#### Passage provided:
:::::

In two separate stories from Africa this week, two groups of individuals helped female survivors of sexual assault to graduate from an empowerment class and helped a girl escape an arranged marriage in the Democratic Republic of the (DRC) Congo and Kenya, respectively.

 

In the DRC, 1,152 women are raped daily, as reported by the American Journal of Public Health last year. Rape as a weapon of Congo’s ongoing civil war is as common as to be the kind of occurrence that, by this statistic, happens 48 times per hour.

A six-month program in Bukavu, Congo, called City of Joy, teaches leadership skills and provides therapy through dance, sex education, and theater to survivors of rape. This Saturday, 180 women will make up City of Joy’s first graduating class. Christine Deschryver, program director, says, “These women have moved from pain to power and will return to their homes ready to help revolutionize their communities.” City of Joy is a grassroots program that has brought strength to survivors of gender-based violence through awareness of a horrific problem and the power of community and activism.

 

In Kenya exists the issues of arranged marriage and lack of education for young girls. In a primary school in Narok South district, students forced the mother of a 14-year old pupil to allow her return to class, instead of leaving her schooling, to marry a middle-aged man. Gladys Sairowua, the head girl at Aitong Primary School, led the protest of Sermetei Kipeen’s marriage to preserve the importance of her education. “She was a bright pupil and forcing her for early marriage is going to render her education useless,” Sairowua said. The high dropout rate of young women being married or incapacitated by FGM before finishing their schooling has led the girls and teachers of this school to monitor each other until their primary education is complete. They have resolved to use the method of protesting in front of a student’s home until her parents return her to her educational duties.

 

Where women are denied access to their most basic bodily rights and educational rights, where autonomy is not often considered something for women at all, movements are taking place nonetheless. The individuals of City of Joy and Aitong Primary School found their silver lining amongst the rubble of human rights.

:::::

#### Tasks to carry out:
a: Answer these questions using the article on the two stories from Africa, one answer per line, marked to match:
(i) How many women will make up City of Joy's first graduating class?
(ii) Who led the protest against Sermetei Kipeen's marriage?
(iii) What method have the girls and teachers at the school resolved to use?
b: Translate this sentence from the article on the two stories from Africa into Spanish: "This Saturday, 180 women will make up City of Joy’s first graduating class."
c: Reproduce everything in the article on the two stories from Africa from "In the DRC, 1,152" down to "times per hour.".

#### Supplied records:
:::::

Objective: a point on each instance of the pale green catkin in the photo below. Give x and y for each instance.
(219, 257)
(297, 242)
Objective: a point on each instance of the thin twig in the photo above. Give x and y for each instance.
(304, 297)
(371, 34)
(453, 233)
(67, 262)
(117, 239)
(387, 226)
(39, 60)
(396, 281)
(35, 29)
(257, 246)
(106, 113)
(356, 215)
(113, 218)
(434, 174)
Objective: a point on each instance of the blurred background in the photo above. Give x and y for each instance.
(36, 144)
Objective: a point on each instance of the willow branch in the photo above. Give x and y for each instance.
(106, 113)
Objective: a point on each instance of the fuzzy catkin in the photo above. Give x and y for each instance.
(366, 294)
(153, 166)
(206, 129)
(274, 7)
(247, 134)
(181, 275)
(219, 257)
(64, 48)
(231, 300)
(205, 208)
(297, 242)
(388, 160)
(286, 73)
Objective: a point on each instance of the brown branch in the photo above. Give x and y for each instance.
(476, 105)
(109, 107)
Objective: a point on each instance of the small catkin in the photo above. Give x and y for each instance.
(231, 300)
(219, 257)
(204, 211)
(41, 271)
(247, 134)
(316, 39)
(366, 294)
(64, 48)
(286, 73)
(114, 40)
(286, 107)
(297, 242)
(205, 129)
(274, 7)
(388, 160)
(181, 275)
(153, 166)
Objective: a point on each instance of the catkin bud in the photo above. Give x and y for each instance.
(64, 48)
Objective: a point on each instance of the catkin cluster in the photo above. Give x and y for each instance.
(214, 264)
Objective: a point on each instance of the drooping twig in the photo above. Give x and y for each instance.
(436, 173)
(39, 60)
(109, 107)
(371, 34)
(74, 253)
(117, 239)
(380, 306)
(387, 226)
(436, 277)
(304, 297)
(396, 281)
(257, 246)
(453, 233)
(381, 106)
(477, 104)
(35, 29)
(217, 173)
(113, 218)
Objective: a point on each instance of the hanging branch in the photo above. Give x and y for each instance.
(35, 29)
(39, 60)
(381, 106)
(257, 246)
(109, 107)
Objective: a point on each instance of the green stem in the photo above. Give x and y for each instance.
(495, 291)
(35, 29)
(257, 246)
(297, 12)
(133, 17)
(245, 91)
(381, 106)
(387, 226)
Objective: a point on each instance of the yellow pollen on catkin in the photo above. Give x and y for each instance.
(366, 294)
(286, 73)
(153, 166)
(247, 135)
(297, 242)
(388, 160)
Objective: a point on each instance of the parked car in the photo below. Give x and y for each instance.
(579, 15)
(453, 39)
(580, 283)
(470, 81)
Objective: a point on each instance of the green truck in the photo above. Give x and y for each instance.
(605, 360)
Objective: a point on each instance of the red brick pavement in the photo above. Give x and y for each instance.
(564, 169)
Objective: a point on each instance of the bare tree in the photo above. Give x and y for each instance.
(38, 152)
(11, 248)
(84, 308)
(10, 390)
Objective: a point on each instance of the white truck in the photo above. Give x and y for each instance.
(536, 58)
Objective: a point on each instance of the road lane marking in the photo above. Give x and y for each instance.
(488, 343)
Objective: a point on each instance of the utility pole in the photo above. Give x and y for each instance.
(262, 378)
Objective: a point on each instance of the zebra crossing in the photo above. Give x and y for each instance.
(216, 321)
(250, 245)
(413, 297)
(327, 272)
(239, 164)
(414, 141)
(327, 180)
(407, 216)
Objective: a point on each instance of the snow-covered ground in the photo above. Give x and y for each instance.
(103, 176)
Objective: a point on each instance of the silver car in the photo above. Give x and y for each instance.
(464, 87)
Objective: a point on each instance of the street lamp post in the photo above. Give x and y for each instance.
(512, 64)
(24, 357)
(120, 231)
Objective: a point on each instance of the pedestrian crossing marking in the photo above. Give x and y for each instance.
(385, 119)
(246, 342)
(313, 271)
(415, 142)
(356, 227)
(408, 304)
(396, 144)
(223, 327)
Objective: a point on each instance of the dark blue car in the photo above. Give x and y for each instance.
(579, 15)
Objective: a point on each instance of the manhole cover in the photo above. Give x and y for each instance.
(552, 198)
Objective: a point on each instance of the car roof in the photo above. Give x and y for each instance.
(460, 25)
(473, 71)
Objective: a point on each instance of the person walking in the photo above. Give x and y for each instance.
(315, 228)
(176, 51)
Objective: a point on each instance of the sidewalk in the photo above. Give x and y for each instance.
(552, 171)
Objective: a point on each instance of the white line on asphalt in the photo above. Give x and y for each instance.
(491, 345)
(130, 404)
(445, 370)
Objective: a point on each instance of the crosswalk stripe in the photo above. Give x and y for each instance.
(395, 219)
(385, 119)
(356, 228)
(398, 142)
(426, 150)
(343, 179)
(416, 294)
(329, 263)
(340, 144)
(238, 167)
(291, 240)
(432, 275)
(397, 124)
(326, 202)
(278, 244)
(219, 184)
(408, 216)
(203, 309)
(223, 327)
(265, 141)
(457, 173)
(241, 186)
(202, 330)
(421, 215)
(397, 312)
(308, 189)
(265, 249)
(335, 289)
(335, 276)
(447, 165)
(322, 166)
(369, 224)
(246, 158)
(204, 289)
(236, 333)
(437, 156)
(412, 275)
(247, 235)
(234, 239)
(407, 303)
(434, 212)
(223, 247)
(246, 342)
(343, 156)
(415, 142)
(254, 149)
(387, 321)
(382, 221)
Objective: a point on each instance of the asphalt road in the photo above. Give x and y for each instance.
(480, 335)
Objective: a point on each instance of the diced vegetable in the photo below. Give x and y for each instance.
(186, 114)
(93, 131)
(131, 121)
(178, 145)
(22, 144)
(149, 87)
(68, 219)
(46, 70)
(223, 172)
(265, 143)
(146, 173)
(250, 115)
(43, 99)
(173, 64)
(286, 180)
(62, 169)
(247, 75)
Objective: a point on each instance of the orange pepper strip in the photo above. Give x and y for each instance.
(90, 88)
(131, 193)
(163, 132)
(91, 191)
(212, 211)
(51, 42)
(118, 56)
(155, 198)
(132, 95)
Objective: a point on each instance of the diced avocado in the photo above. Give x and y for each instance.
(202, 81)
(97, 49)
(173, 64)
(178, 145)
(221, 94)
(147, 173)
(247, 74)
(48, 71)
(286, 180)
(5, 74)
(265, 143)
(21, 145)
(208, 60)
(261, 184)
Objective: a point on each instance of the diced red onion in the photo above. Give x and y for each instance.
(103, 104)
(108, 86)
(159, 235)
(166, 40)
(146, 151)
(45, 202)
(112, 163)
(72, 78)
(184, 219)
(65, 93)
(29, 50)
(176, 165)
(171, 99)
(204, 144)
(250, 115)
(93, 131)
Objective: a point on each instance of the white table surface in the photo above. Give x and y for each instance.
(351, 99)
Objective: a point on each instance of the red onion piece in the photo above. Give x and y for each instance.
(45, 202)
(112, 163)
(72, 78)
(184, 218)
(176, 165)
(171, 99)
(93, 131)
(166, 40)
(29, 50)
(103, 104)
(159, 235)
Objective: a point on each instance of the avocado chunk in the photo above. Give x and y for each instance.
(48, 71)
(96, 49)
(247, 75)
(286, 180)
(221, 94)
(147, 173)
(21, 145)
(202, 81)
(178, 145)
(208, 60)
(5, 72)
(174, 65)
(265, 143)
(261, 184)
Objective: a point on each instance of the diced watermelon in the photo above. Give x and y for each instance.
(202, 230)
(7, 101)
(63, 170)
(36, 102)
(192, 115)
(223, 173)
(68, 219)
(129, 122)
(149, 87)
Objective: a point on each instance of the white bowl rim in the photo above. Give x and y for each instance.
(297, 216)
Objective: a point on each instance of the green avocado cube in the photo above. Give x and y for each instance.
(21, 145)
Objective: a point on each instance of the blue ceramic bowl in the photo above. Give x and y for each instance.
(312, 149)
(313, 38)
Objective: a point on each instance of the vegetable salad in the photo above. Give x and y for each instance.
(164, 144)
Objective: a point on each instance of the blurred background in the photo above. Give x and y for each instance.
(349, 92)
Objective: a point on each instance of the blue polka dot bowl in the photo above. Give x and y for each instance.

:::::

#### Activity answers:
a:
(i) 180 women.
(ii) Gladys Sairowua, the head girl at Aitong Primary School.
(iii) Protesting in front of a student's home until her parents return her to her educational duties.

b: Este sábado, 180 mujeres conformarán la primera promoción de graduadas de City of Joy.

c:
In the DRC, 1,152 women are raped daily, as reported by the American Journal of Public Health last year. Rape as a weapon of Congo’s ongoing civil war is as common as to be the kind of occurrence that, by this statistic, happens 48 times per hour.